Extracted data entries
++++
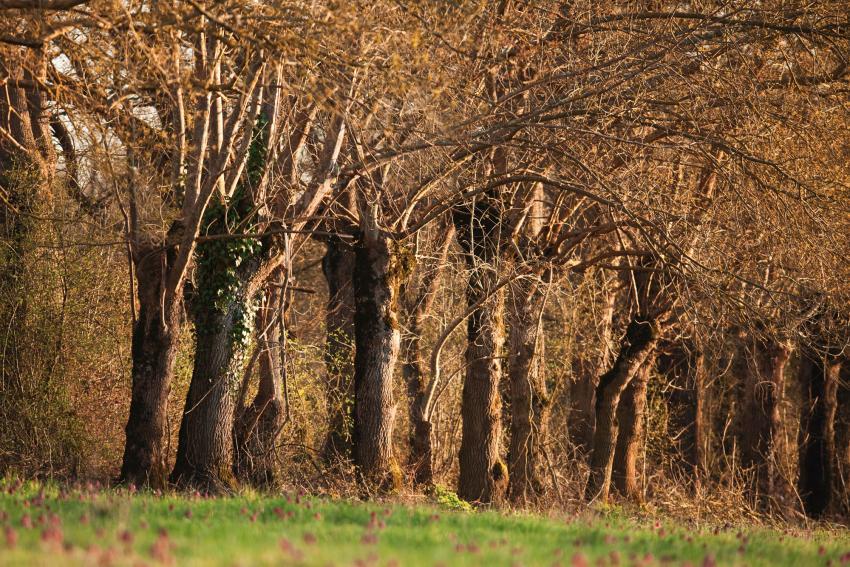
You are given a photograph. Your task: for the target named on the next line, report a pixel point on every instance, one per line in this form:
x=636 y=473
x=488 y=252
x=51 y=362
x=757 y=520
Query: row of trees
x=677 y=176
++++
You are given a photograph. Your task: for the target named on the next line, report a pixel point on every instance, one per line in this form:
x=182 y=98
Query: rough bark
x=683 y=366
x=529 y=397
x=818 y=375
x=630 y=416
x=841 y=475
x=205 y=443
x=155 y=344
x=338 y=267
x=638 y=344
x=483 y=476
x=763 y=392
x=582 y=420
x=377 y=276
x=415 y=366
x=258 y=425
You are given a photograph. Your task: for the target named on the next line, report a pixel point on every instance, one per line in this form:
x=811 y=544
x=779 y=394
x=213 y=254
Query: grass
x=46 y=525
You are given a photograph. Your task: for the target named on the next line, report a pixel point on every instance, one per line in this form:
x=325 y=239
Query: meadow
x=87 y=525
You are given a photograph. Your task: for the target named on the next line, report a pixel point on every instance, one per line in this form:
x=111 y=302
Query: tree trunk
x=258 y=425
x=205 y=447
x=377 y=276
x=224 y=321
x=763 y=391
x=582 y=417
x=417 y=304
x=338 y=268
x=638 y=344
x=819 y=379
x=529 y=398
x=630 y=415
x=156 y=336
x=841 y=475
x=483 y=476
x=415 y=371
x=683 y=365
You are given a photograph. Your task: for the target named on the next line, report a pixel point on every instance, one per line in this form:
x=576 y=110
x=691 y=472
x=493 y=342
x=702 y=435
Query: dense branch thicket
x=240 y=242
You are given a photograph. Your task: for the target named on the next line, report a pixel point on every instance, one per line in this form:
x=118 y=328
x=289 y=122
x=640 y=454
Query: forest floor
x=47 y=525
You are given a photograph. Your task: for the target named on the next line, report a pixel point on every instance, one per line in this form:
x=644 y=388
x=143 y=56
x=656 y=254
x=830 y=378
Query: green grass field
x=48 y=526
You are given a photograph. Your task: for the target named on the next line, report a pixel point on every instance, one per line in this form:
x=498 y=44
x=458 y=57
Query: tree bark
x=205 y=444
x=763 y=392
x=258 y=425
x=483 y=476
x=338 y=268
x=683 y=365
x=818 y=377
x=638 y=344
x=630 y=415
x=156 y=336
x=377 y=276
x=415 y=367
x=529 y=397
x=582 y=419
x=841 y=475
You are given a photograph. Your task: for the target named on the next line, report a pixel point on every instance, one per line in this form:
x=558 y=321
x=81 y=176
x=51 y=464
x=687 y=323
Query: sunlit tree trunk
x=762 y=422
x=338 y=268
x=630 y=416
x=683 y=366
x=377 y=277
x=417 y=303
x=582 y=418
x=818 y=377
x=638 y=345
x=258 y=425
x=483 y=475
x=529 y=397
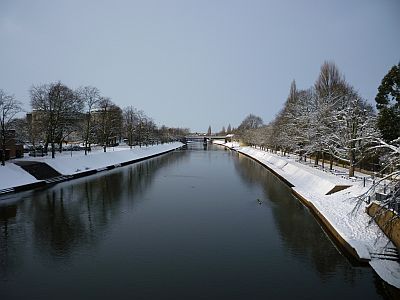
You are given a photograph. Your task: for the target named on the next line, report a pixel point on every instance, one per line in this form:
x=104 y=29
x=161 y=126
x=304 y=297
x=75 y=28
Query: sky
++++
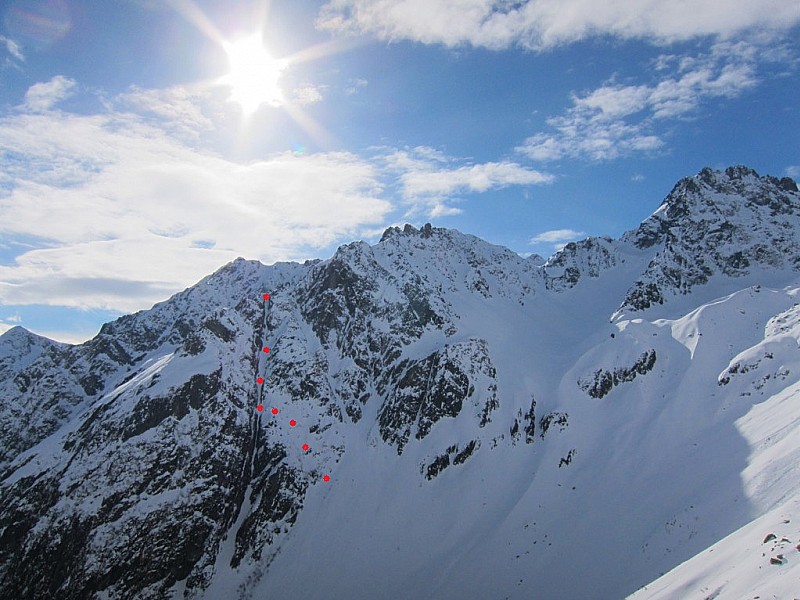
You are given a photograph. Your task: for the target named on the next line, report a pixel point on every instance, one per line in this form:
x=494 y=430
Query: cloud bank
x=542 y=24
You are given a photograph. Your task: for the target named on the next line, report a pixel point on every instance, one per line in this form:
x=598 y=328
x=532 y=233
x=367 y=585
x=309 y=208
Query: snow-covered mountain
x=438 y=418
++++
* REQUEST
Filter the entries above and copy out every line that contains the string "trunk". Matching is case-sensitive, so a line counts only if the letters match in case as well.

* EXERCISE RESPONSE
Query: tree trunk
Query: sunlit tree trunk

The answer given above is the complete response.